• [WHAT THE TASK ASKS]: Search the records below for "87L273 102L322 213ZM342". Return that line and all remaining lines exactly.

(Dataset entries)
*** Block opens ***
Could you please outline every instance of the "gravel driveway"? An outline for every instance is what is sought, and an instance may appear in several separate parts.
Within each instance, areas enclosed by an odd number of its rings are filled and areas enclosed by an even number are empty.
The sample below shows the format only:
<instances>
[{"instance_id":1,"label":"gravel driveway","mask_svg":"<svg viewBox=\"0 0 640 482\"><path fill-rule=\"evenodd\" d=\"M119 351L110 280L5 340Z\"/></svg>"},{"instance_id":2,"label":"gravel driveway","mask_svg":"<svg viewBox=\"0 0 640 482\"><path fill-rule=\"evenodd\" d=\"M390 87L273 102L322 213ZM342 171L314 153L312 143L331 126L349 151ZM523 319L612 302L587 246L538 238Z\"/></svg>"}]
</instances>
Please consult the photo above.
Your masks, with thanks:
*** Block closes ***
• [ANSWER TO THE EXERCISE]:
[{"instance_id":1,"label":"gravel driveway","mask_svg":"<svg viewBox=\"0 0 640 482\"><path fill-rule=\"evenodd\" d=\"M119 351L110 280L5 340Z\"/></svg>"},{"instance_id":2,"label":"gravel driveway","mask_svg":"<svg viewBox=\"0 0 640 482\"><path fill-rule=\"evenodd\" d=\"M390 87L273 102L322 213ZM342 171L314 153L312 143L331 126L349 151ZM523 319L612 302L587 246L538 238Z\"/></svg>"}]
</instances>
Please consult the photo above.
Your masks, with thanks:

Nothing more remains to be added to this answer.